### 任务内容
请接着往下写这段讲内蒙古风电基础钢筋混凝土寿命预测的摘要，从最后一句之后写起。

### 文本节选
内蒙古风电基础钢筋混凝土在氯盐环境中的寿命预测
Life Prediction of Reinforced Concrete of Wind Power Foundation in Inner Mongolia Chloride Environment
摘 要
针对内蒙古通辽地区的氯盐环境,基于修正菲克第二定律和电化学腐蚀规律,开展混凝土内部氯盐输运及钢筋锈蚀模拟,利用多物理场耦合软件Comsol Muhiphysic建立风电机组基础钢筋锈蚀开裂模型,对该地区风电机组钢筋混凝土的寿命进行预测。结果表明:当混凝土表面的氯盐含量由1.8%下降到1.2%时,保护层开裂时间由27 a推迟到31 a;通辽地区风电机组基础表面的保护层厚度为42 mm,其裂缝宽度达到允许的最大值需要27 a,考虑到四季气候影响,实际需要34 a;保护层厚度每增加3 mm,开裂时间推迟约1.2 a。

[已保存的条目]
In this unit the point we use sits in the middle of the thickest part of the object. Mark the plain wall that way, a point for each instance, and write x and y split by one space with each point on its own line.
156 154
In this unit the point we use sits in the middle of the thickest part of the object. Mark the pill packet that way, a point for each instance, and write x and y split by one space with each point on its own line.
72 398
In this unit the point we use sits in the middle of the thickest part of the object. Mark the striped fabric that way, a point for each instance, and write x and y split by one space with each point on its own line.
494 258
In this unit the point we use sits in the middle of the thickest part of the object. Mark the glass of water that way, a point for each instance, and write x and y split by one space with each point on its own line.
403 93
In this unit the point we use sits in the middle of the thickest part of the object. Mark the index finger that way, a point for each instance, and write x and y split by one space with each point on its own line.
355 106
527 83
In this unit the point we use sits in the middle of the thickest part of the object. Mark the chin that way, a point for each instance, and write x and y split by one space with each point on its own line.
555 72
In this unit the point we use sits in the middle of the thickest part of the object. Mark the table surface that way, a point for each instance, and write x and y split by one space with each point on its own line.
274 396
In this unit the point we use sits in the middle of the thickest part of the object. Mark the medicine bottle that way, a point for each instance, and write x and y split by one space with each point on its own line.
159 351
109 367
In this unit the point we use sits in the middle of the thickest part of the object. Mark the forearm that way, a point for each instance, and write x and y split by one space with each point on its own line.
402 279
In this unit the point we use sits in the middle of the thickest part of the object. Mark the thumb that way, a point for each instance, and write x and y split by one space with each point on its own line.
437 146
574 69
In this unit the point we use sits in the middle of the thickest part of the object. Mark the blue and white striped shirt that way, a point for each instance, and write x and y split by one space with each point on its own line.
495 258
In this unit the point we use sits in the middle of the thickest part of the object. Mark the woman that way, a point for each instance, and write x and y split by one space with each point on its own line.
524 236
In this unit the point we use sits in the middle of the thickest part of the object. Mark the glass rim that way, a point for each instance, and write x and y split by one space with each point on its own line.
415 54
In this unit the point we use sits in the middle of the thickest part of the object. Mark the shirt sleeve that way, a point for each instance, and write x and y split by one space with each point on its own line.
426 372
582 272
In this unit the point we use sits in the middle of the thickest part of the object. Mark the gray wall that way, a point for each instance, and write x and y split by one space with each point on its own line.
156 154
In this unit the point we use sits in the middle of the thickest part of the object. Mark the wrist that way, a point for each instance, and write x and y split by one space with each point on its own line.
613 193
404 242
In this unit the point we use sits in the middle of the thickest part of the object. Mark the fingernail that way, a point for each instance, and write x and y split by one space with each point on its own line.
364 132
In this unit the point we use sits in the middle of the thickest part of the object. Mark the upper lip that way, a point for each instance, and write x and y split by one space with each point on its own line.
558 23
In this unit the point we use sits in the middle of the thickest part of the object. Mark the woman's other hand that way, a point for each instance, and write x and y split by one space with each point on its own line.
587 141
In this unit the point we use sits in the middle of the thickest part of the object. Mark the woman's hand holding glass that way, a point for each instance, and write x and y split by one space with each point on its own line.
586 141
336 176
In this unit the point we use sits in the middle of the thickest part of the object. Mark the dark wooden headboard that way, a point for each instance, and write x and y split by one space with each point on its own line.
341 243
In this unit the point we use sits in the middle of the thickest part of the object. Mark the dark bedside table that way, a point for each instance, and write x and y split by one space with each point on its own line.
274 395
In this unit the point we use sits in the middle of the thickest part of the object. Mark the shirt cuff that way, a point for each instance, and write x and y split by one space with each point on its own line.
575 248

...

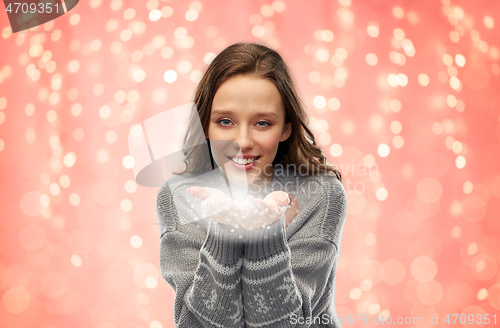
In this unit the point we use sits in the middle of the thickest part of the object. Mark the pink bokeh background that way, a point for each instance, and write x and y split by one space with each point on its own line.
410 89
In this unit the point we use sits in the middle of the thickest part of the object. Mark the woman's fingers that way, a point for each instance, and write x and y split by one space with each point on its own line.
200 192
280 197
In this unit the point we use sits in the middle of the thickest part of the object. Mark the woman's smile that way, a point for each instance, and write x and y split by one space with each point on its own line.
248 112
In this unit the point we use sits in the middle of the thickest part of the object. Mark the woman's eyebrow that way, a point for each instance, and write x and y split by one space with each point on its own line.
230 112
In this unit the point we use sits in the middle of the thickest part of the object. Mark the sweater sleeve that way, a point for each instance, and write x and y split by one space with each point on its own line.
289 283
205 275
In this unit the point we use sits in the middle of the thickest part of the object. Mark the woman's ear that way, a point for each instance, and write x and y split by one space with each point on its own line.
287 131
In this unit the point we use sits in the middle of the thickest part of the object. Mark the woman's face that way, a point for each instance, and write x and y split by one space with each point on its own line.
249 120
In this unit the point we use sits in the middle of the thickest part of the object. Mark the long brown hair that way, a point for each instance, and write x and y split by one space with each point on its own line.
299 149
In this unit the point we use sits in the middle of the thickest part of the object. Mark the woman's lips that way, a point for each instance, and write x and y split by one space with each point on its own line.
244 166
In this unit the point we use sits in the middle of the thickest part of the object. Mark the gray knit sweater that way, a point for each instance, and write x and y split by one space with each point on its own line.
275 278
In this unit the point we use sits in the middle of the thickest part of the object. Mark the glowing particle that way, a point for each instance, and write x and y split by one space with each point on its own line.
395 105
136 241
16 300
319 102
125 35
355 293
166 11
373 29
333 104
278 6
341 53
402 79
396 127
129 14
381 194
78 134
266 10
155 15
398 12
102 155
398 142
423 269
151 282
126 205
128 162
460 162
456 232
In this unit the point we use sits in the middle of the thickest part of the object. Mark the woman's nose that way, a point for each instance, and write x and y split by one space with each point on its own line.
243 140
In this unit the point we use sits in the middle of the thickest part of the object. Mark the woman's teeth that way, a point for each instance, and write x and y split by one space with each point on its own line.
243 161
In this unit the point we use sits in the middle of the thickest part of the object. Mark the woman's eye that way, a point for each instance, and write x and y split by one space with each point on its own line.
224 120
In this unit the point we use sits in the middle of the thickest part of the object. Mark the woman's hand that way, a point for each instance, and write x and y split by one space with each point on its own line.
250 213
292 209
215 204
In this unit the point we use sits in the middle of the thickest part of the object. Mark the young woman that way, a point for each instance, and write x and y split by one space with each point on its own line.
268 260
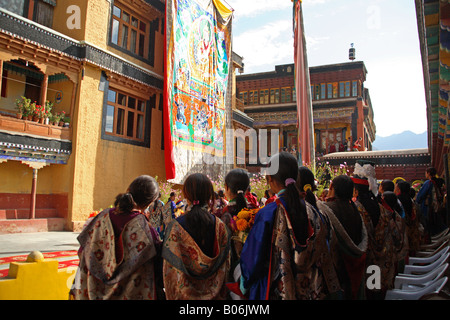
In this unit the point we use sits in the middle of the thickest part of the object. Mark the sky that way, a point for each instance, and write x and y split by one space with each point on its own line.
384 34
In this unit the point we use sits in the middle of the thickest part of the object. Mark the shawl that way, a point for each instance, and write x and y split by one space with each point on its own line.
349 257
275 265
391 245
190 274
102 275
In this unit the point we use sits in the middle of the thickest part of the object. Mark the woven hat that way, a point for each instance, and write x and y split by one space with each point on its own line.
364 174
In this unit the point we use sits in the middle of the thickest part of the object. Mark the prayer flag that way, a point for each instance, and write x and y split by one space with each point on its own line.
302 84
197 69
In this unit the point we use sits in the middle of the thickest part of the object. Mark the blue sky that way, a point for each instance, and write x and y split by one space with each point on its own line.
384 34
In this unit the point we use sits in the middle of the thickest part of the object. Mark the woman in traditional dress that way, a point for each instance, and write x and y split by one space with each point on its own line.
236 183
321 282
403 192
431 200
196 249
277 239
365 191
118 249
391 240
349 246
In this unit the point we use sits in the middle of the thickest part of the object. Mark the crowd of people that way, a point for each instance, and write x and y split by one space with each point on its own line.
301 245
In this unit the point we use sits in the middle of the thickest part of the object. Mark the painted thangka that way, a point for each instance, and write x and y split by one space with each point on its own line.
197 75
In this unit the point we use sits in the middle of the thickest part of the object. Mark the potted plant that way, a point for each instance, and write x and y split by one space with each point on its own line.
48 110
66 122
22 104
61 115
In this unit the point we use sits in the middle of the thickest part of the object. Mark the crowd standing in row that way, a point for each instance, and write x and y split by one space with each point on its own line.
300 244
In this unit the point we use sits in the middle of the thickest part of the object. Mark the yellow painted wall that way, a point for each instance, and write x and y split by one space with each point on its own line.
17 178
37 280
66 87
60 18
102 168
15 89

### 预期结果
钢筋混凝土
氯盐环境
钢筋锈蚀
开裂
wind power foundation
reinforced concrete
chloride environment
steel bar corrosion
cracking
Abstract
According to the chloride environment in Tongliao, Inner Mongolia, based on the modified Fick's second rules and electrochemical corrosion rules, the simulation of chloride transport and steel corrosion in concrete was carried out. The multi-physics coupling software Comsol Muhiphysic was used to establish the corrosion and cracking model of the wind turbine foundation steel bar, and to predict the structural life of reinforced concrete of wind turbine in this area. The results showed that when the chloride concentration on the concrete surface decreased from 1.8% to 1.2%, and the cracking time of protective layer was delayed from 27 years to 31 years. The thickness of protective layer on surface of wind turbine foundation in Tongliao area was 42 mm, and it took 27 years for the crack width to reach the allowable maximum value. Taking into account the climate in the four seasons,it took 34 years. For every 3 mm increased in the thickness of protective layer, the cracking time was delayed by about 1.2 years.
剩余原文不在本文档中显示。